* Work required
Copy every line of the rows below word for word, and leave the pictures out of your copy.

* Supplied data
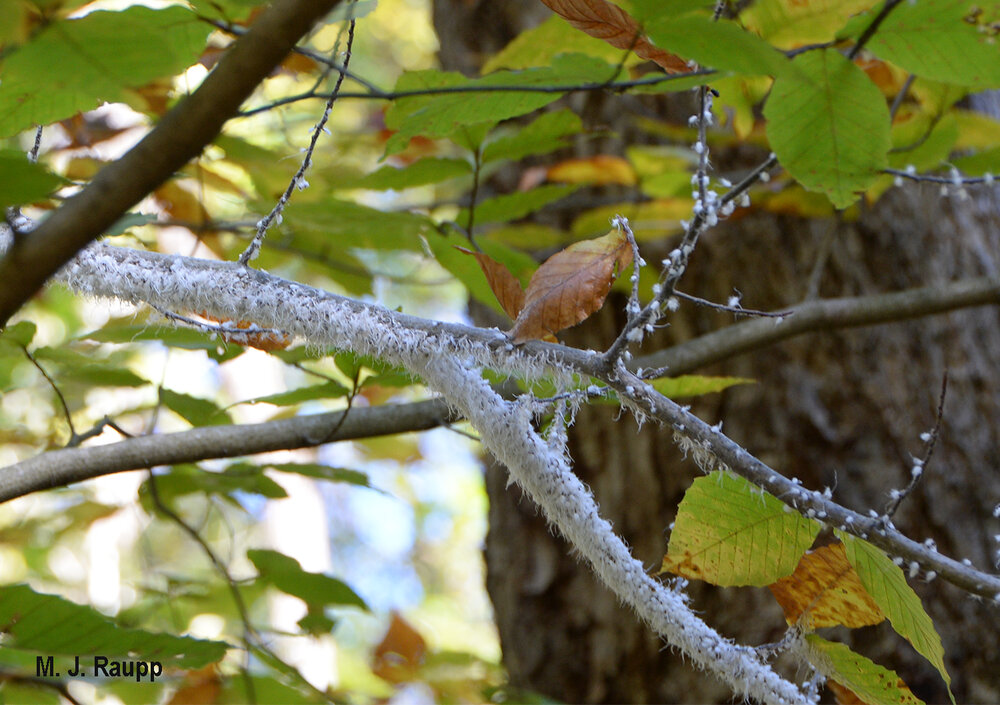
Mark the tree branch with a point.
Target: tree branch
(823, 315)
(58, 468)
(226, 290)
(179, 137)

* Task result
Mark the tree branch with a point.
Target: tree branch
(823, 315)
(58, 468)
(226, 290)
(179, 137)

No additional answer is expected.